-- DATA FOR THIS TASK start --

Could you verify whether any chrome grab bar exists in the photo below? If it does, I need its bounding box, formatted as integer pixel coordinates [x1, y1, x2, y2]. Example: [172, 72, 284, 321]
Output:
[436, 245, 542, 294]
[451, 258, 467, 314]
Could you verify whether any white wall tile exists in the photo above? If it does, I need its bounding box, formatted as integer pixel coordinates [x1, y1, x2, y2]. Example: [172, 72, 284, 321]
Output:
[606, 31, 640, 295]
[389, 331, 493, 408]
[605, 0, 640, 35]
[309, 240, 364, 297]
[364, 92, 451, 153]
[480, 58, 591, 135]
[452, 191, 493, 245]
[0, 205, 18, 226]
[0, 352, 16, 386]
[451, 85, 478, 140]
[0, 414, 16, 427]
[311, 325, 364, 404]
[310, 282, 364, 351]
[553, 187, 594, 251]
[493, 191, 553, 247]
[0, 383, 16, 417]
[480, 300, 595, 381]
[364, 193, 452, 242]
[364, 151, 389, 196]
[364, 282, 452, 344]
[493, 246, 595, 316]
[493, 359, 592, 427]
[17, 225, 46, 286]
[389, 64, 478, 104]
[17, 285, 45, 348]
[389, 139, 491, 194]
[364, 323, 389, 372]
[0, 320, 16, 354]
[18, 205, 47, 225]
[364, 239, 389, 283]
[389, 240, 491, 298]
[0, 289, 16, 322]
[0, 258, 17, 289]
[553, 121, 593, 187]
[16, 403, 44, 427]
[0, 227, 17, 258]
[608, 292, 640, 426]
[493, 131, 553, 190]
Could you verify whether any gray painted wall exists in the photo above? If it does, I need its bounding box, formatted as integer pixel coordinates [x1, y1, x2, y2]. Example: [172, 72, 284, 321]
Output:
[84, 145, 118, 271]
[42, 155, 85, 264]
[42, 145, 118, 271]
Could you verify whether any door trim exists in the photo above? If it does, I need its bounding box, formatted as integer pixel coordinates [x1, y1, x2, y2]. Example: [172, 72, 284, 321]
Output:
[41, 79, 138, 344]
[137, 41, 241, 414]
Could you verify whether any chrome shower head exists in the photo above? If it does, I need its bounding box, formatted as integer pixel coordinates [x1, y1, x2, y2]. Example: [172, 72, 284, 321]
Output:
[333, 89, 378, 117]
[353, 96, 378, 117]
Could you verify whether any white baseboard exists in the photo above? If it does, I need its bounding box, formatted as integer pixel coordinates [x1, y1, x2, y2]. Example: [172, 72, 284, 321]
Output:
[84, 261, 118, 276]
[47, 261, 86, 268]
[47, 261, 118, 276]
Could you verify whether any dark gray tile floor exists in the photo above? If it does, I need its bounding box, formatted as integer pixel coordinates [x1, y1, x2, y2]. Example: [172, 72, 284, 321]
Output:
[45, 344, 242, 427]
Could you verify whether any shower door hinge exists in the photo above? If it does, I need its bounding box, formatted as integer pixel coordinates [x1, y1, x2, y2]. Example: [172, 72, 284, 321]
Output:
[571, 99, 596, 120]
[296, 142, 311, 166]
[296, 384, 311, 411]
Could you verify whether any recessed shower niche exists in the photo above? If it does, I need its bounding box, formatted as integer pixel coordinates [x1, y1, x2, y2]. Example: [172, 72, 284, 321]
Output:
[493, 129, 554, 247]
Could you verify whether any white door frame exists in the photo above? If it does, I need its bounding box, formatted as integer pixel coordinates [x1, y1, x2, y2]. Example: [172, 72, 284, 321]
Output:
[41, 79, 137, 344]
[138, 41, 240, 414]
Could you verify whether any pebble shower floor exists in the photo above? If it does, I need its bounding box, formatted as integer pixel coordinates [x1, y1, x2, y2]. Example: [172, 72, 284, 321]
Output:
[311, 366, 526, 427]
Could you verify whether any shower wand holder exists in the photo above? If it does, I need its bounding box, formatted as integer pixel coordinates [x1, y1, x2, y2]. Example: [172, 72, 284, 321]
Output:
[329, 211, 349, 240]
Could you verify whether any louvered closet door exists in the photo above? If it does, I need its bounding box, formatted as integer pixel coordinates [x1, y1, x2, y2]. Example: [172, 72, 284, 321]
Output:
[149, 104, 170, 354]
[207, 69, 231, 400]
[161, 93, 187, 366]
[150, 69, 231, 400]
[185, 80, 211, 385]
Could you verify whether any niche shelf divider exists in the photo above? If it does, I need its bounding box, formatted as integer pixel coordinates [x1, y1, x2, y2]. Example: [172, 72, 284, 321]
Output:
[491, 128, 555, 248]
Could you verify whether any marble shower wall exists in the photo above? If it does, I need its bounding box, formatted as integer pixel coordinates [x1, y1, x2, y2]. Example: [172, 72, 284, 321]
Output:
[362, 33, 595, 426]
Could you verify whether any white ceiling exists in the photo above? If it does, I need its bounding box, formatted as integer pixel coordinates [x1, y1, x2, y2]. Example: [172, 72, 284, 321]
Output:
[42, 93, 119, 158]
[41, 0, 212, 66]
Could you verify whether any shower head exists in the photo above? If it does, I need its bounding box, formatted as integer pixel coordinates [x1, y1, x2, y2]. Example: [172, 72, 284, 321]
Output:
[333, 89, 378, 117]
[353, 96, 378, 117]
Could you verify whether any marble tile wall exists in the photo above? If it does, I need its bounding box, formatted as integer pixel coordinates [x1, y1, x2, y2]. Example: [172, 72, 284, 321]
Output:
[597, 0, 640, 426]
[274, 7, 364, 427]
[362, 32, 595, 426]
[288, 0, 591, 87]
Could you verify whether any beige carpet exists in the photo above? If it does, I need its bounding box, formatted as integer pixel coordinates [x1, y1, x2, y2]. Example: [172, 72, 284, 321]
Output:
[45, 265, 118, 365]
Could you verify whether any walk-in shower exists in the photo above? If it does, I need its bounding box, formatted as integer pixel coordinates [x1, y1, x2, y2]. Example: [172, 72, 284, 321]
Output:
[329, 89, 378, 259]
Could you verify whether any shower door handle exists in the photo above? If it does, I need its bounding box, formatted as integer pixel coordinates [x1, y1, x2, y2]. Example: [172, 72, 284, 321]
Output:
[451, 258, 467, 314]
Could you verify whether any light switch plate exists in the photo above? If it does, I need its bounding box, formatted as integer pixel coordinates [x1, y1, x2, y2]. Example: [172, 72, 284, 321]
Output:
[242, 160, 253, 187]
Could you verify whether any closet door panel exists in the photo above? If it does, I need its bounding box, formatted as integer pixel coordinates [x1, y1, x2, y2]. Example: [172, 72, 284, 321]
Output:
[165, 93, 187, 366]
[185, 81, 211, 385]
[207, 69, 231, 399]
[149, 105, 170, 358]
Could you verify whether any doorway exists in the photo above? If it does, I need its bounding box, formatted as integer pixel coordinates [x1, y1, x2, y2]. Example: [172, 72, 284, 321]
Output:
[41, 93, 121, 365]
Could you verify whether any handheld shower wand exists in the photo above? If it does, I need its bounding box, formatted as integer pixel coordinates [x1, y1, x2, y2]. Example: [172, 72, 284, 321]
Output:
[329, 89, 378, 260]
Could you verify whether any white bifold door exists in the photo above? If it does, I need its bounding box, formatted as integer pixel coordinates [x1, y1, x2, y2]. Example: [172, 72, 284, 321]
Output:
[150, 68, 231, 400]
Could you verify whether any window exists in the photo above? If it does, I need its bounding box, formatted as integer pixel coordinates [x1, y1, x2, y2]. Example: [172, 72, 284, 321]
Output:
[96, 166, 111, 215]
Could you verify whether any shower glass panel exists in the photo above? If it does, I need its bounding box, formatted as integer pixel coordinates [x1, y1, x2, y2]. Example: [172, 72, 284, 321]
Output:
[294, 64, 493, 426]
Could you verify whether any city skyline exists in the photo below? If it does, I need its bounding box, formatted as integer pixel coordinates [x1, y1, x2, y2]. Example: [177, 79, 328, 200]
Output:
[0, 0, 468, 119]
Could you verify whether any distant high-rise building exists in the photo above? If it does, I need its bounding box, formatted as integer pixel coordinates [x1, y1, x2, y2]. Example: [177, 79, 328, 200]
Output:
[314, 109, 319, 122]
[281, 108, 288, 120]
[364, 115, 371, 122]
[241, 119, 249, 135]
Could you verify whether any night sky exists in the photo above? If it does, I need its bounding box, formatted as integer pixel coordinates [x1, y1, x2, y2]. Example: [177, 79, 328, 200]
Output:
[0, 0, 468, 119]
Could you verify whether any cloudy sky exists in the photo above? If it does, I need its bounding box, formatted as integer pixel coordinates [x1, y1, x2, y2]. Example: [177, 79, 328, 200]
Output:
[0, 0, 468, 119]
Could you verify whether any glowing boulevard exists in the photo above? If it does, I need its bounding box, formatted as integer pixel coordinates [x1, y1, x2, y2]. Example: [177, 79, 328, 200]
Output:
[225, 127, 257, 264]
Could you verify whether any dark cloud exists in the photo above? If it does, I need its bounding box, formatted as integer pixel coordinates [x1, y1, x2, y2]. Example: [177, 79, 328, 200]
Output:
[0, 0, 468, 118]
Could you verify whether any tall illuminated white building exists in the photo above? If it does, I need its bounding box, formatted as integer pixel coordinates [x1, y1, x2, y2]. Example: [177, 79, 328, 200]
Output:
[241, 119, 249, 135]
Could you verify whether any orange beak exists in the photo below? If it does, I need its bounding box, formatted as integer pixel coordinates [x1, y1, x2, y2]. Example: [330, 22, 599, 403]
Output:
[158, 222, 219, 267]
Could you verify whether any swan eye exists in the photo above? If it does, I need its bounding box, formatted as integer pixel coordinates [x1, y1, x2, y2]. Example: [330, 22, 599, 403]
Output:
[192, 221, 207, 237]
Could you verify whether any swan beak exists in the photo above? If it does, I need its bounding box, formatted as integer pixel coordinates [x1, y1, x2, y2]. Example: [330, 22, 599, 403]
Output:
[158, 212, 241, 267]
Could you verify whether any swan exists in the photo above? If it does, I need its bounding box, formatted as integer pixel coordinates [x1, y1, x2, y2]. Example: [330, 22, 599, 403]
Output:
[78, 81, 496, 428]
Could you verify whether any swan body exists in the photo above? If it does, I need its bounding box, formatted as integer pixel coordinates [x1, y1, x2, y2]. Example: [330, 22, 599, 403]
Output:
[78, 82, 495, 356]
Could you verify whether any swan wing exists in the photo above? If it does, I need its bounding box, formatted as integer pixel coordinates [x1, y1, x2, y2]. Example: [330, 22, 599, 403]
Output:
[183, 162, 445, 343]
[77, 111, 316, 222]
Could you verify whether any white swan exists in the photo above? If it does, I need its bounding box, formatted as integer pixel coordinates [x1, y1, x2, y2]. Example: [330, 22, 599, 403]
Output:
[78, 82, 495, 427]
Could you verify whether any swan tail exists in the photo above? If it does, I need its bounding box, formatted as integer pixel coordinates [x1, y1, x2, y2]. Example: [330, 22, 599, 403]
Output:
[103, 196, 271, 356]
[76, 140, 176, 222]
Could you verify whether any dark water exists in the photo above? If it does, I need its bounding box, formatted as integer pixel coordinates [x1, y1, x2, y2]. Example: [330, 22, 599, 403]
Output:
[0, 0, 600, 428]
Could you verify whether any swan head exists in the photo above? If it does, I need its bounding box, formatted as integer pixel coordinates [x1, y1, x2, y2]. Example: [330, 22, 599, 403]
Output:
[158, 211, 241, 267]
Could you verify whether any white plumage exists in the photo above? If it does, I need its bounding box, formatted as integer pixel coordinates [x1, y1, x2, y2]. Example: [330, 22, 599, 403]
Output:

-- DATA FOR THIS TASK end --

DIRECTIVE ▸ Repeat the lines starting at the one containing "Could you verify whether any marble tile" and ending at the one containing "[41, 93, 121, 365]", switching "beige carpet" to "gray carpet" and changing nothing else.

EXPECTED ANSWER ▸
Could you verify whether any marble tile wall exists in the photo above? If it does, I need its bounding box, formatted as integer pixel coordinates [x1, y1, x2, y2]. Example: [172, 72, 284, 321]
Output:
[597, 0, 640, 426]
[274, 7, 364, 427]
[362, 32, 595, 426]
[288, 0, 591, 87]
Could you verify whether any gray carpet exists in the photo above? If it does, I need its bounding box, formatted as integer pixel coordinates [x1, y1, x2, y2]. Example: [172, 72, 284, 321]
Output:
[45, 265, 118, 365]
Could you verify whether any walk-in shower exists in the photo above? If it does, I need its bounding box, formatted as integer pixel coordinates [x1, y1, x2, y2]. Example: [172, 72, 284, 321]
Output:
[329, 89, 378, 259]
Could you verify whether any shower door handle exists in the photo above? If it does, I need its bounding box, formatted as integer pixel coordinates [x1, y1, x2, y2]. Example: [172, 72, 284, 321]
Output:
[451, 258, 467, 314]
Could you verify whether any light switch plate exists in the photo above? If it does, I need its bounding box, formatted as integer pixel coordinates [x1, y1, x2, y2]. Example: [172, 72, 284, 321]
Output:
[242, 160, 253, 187]
Could you verify whether any closet door panel exists in the photo above? If it does, I need its bounding box, formatted as integer pixel coordinates [x1, y1, x2, y2]. Example: [172, 72, 284, 321]
Output:
[165, 93, 187, 366]
[185, 81, 211, 385]
[207, 69, 231, 399]
[149, 105, 170, 358]
Could you verify whether any doorway exists in the photo above? If it does, I need its bounding box, formatted as integer pixel coordinates [x1, y1, x2, y2]. Example: [172, 72, 284, 321]
Output:
[41, 93, 121, 365]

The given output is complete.